# looking for info on trailbike. Is it called the fat (big) Cat?



## Ruttin' Buck (Nov 22, 2002)

I'm interested in a trailbike, i think by kawasaki, the big kat? i'm not sure but it had huge tires on it. I'm pretty sure it isn't made anymore.

Anyone know what i'm talking about (I don't) 

Any info or links would be appreciated.

Thanks...


----------



## malainse (Sep 2, 2002)

I think this is what you are talking about it is the Honda Fatcat.
Was made in 1986--87

Link has some info on it.
http://www.angelfire.com/vt/fatcat/index.html

Ebay has 2 for sale and one is in IL.
http://cgi.ebay.com/ebaymotors/ws/eBayISAPI.dll?ViewItem&item=1873224273


----------



## Ruttin' Buck (Nov 22, 2002)

● EXERCISE INSTRUCTIONS:
**1.** Quote the trailbike thread between "# looking for" and "would be appreciated.", inclusive.
**2.** According to the trailbike thread, in which years was the Honda Fatcat made?
**3.** Carry on the trailbike thread from the point where it stops.
None of the data is needed for this work.

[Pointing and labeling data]
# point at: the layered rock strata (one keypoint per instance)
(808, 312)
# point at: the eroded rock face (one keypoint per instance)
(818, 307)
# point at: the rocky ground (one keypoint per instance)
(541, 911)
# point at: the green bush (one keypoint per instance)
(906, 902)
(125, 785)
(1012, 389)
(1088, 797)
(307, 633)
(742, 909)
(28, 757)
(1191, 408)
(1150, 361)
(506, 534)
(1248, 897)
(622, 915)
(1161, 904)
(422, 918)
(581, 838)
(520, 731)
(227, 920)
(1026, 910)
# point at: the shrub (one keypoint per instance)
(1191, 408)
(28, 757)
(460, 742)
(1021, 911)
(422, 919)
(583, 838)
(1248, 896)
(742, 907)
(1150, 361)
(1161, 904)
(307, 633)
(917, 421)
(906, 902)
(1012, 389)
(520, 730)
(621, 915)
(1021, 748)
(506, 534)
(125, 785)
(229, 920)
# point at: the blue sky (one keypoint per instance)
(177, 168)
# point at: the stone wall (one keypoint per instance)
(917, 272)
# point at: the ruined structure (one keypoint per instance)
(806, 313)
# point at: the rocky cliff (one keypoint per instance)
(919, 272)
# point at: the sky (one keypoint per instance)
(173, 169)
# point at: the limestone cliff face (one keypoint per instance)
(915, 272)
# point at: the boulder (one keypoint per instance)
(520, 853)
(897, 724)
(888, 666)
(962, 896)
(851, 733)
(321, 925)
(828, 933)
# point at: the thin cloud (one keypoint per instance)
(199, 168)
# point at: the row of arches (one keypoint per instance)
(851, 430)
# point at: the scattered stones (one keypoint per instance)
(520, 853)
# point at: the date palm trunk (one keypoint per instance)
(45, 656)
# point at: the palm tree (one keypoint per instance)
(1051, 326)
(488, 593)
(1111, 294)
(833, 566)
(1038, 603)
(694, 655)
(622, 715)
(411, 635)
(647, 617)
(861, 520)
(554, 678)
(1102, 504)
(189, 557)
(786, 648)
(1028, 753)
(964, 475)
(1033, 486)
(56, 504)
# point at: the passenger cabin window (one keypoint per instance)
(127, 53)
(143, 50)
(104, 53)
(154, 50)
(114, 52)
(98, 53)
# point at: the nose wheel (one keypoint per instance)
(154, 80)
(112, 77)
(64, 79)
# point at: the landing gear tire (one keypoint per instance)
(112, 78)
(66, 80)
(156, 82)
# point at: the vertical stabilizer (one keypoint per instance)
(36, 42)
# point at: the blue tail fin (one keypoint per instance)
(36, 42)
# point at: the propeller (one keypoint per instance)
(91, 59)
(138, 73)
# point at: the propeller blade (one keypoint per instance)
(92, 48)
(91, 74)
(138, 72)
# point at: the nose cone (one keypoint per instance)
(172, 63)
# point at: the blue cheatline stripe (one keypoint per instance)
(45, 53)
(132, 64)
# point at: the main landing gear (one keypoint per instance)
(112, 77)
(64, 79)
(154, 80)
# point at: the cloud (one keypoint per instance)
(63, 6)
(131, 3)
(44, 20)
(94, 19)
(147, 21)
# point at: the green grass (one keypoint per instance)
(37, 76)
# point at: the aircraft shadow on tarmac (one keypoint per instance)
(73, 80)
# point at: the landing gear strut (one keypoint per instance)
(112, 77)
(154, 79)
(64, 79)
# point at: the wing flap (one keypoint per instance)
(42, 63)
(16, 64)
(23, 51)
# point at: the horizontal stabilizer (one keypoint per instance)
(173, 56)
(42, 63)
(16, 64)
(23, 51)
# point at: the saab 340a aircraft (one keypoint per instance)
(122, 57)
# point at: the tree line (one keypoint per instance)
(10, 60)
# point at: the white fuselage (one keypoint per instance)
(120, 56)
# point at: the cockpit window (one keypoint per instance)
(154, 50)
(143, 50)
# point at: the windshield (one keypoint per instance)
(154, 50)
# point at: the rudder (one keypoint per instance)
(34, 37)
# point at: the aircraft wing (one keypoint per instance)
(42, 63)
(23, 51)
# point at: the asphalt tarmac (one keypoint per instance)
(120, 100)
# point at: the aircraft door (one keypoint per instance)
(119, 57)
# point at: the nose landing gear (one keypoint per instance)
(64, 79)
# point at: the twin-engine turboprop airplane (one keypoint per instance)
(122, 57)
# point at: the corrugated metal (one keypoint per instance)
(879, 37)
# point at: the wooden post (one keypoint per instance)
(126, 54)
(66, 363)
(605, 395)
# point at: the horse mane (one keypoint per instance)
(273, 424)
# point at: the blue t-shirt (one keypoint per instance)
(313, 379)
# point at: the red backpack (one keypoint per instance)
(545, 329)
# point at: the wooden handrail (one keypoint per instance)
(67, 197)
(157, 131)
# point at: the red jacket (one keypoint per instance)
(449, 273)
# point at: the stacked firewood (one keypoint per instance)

● ANSWERS GIVEN:
**1.**
# looking for info on trailbike. Is it called the fat (big) Cat?



## Ruttin' Buck (Nov 22, 2002)

I'm interested in a trailbike, i think by kawasaki, the big kat? i'm not sure but it had huge tires on it. I'm pretty sure it isn't made anymore.

Anyone know what i'm talking about (I don't) 

Any info or links would be appreciated.

**2.** It was made in 1986–87.

**3.**
Malainse,

HEY, that is exactly it! I really appreciate the information. Why do you think they nmade them for such a short time. Bad product or just lack of interest? Have you heard anything bad about them?

Again, Thanks alot!!!

Bob


----------



## malainse (Sep 2, 2002)

Ruttin' Buck,

odds are lack of intrest and might have been under powered for off road use. ie: friend has a dirt bike and you have a fatcat and they going to spank ya.....


----------



## fishandhunt (Dec 14, 2000)

You can also check out Rokon they have been around for a long time.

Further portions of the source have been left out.